>> BEGIN GIVEN RECORDS

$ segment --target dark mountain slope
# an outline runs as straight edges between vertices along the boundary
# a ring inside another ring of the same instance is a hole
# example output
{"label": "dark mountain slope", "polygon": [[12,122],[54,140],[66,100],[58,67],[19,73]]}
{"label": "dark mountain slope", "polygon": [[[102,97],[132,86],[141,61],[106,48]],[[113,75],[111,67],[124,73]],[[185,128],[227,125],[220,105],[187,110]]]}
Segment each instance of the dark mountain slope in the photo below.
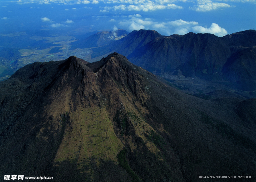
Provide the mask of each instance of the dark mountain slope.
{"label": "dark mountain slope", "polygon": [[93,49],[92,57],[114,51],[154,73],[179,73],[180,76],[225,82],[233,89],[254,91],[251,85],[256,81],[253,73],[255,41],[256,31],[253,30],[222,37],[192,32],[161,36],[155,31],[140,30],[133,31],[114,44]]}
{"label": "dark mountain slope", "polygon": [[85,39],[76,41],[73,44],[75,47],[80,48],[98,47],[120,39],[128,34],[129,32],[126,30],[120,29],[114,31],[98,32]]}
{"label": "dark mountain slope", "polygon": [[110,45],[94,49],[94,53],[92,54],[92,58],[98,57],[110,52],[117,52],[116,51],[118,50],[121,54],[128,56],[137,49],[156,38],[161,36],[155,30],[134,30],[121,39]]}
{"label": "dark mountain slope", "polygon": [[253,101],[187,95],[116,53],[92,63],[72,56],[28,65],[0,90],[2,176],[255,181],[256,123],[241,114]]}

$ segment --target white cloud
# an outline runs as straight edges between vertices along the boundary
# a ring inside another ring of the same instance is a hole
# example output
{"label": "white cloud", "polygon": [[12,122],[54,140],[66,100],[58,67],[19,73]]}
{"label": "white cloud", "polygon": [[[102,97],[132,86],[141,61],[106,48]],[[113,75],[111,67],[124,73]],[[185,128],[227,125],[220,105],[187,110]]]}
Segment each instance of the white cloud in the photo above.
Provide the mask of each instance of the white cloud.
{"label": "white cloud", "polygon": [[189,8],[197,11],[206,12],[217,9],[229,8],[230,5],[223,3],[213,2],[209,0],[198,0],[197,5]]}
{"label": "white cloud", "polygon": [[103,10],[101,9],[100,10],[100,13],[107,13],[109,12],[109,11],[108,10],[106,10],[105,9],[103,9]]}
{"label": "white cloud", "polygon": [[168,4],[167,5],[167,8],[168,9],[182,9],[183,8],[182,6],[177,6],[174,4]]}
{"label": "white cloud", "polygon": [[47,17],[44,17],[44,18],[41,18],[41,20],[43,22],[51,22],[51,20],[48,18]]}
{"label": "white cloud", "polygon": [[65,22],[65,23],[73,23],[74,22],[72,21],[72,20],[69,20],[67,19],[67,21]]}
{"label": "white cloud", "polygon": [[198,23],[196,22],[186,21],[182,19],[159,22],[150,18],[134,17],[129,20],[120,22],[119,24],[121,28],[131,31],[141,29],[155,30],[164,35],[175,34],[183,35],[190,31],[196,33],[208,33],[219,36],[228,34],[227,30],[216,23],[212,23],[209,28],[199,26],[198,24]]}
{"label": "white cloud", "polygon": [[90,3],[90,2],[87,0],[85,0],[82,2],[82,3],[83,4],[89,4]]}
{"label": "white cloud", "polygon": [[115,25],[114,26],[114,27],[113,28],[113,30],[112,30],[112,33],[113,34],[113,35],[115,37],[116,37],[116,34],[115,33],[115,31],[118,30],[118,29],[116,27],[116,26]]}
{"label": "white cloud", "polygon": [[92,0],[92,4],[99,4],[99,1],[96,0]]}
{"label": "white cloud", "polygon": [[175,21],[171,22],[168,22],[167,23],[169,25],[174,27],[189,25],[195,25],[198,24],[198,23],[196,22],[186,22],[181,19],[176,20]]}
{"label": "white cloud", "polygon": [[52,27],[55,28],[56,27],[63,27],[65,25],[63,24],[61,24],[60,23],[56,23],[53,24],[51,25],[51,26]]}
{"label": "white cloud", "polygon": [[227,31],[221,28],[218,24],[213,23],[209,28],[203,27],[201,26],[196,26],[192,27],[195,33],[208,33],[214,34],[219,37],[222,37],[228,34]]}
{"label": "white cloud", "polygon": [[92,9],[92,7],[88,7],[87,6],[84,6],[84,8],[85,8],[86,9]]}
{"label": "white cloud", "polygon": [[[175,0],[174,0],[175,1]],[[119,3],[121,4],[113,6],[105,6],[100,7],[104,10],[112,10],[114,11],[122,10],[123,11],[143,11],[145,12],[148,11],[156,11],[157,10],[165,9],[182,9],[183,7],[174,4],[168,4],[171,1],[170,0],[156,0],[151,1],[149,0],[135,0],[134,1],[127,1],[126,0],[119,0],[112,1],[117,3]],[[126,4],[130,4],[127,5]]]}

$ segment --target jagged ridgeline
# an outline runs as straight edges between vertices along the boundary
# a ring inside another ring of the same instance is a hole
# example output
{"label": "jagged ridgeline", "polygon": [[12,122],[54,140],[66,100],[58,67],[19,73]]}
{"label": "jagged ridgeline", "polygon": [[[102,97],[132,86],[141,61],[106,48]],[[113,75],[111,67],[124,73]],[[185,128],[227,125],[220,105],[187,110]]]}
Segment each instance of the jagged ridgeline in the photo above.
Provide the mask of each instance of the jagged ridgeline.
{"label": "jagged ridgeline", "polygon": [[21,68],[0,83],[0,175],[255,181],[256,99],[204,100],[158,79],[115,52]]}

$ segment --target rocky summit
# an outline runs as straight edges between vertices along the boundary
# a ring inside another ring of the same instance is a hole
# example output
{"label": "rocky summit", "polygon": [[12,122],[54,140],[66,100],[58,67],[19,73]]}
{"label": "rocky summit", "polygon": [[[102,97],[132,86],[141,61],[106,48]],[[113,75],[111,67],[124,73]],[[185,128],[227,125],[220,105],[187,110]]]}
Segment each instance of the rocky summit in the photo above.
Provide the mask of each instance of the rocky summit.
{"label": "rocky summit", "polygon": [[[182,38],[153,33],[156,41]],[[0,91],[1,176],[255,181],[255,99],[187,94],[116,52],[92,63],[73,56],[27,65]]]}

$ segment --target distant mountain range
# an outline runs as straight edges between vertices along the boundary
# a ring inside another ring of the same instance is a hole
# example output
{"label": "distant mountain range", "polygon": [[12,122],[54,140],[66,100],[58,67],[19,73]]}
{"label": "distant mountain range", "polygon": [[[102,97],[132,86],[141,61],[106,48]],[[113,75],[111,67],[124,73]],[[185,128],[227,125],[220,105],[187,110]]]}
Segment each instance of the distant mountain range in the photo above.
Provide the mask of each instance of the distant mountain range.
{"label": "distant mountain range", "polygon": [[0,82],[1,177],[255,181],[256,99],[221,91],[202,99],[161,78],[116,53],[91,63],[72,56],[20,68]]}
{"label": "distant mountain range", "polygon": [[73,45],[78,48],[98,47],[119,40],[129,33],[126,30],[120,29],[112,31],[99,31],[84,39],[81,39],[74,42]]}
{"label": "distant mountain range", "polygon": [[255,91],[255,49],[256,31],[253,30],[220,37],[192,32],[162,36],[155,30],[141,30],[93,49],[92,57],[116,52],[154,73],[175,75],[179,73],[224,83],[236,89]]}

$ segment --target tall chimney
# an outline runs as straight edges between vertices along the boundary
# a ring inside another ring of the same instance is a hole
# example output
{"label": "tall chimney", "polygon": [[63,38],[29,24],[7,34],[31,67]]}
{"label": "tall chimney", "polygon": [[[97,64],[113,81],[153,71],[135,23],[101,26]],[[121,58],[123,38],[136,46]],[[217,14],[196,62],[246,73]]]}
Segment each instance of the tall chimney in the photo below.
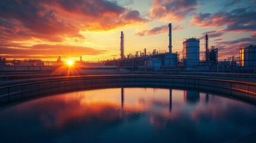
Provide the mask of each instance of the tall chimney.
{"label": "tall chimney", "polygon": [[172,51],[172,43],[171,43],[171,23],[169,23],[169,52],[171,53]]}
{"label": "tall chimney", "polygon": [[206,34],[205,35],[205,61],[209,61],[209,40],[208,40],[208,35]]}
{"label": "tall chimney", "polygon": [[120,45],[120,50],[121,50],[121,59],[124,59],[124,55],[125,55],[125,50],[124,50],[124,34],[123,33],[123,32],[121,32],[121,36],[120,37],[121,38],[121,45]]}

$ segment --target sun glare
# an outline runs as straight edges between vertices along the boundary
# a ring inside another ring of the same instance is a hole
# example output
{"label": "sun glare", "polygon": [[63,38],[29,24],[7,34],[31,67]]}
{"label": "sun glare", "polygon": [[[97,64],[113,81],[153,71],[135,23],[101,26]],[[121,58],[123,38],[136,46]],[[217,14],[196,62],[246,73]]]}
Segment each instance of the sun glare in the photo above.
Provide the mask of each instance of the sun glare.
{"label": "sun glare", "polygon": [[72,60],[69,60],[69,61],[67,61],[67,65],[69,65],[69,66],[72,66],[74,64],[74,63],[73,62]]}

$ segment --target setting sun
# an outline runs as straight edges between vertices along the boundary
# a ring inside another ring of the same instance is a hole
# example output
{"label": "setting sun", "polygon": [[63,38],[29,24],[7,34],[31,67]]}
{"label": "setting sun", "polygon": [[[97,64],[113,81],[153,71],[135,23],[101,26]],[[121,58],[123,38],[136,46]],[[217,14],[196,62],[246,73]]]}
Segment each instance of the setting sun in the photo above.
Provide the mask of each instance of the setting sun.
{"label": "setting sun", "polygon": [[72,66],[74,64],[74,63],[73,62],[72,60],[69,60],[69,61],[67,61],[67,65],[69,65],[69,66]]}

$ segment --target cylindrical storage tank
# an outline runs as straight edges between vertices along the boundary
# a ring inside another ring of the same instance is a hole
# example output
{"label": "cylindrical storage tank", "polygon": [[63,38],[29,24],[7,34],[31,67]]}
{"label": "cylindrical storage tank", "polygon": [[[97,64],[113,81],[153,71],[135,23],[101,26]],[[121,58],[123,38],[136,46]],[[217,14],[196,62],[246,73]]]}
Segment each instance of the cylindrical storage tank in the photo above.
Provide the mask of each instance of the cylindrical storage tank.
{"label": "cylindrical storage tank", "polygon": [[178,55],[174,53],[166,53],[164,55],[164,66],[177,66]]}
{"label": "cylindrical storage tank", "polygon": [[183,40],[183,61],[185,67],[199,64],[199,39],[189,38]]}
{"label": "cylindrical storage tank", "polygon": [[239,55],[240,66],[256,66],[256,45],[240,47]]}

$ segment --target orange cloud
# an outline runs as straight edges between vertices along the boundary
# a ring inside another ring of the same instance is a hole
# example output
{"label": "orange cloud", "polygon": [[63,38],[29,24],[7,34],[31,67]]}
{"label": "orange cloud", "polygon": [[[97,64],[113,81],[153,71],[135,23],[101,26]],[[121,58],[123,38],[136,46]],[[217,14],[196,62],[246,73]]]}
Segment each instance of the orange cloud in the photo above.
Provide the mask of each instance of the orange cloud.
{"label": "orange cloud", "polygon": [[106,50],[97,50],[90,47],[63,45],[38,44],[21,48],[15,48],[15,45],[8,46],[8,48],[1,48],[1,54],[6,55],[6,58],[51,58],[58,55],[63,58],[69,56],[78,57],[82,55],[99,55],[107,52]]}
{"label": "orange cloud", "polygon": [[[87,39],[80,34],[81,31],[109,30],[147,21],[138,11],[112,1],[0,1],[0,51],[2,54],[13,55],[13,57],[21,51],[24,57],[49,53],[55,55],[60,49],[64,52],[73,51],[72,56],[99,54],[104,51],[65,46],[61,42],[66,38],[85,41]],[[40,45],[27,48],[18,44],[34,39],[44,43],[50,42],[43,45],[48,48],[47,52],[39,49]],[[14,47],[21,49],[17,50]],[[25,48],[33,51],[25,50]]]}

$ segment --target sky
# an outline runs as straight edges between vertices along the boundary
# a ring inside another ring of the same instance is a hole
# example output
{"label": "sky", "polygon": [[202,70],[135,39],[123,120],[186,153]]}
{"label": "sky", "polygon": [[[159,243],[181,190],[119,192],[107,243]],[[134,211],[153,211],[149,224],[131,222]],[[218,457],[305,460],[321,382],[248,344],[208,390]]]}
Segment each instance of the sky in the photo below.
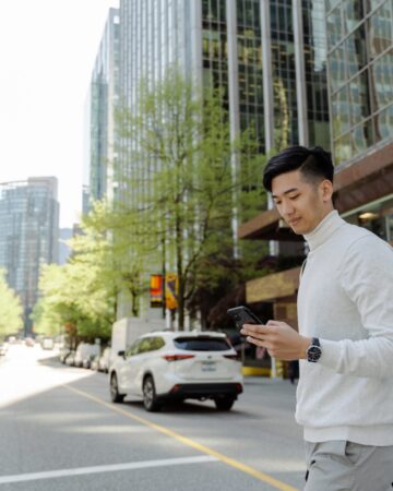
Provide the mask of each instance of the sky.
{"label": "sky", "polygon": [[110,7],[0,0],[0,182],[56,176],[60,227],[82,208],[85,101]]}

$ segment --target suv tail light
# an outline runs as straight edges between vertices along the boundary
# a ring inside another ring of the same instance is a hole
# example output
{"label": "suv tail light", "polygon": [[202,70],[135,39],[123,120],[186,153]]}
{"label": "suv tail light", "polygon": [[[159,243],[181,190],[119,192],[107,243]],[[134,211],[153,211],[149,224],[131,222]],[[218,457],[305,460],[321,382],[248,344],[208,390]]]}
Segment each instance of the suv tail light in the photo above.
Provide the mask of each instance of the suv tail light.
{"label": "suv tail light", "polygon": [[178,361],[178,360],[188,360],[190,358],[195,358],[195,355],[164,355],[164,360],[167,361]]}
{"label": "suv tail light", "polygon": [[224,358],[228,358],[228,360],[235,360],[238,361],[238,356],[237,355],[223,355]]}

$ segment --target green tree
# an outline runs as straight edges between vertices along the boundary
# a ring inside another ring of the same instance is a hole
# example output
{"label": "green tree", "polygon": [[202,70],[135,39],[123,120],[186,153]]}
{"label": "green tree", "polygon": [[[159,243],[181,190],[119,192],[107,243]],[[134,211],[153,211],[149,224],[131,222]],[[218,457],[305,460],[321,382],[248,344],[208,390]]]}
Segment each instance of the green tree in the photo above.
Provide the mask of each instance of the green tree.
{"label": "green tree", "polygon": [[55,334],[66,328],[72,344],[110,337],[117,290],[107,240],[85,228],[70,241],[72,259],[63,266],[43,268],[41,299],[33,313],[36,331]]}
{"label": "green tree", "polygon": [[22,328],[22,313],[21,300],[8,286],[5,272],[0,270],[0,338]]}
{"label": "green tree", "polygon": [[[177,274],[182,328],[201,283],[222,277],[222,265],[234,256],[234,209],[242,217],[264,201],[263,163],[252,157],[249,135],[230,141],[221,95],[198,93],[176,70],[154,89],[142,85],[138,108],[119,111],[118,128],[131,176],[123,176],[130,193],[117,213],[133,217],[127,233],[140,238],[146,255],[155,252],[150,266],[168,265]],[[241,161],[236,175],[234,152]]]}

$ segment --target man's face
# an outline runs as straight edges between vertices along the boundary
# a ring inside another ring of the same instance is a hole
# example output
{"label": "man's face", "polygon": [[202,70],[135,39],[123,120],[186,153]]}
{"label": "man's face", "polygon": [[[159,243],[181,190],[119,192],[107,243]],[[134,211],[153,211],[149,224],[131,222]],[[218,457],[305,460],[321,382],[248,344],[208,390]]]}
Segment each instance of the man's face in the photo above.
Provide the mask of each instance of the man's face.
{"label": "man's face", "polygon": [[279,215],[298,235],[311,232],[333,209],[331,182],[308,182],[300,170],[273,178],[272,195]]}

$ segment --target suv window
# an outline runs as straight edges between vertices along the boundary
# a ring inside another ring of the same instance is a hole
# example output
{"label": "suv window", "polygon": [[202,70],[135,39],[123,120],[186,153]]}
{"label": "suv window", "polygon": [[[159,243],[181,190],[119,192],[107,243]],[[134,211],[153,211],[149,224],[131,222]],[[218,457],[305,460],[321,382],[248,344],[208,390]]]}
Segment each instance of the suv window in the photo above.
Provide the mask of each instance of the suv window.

>> END GIVEN RECORDS

■ **EXERCISE**
Please output the listing above as a numbered list, from the line containing "--target suv window" through the final line of the listing, leaving out any blank lines.

■ **EXERCISE SOLUTION**
1. $ segment --target suv window
2. # an outline runs as straight edges between vertices along the boundary
3. # a ring inside another ring of the same instance is a hole
4. # example output
5. {"label": "suv window", "polygon": [[202,70],[135,39],[123,120],[186,153]]}
6. {"label": "suv window", "polygon": [[[159,243],[181,190],[119,192],[107,243]],[[134,211],[153,211],[149,224],[131,222]],[[218,457],[305,460],[321,382],[248,344],[208,390]]]}
7. Segment each instance of the suv window in the photo above.
8. Provide the mask of each instance of the suv window.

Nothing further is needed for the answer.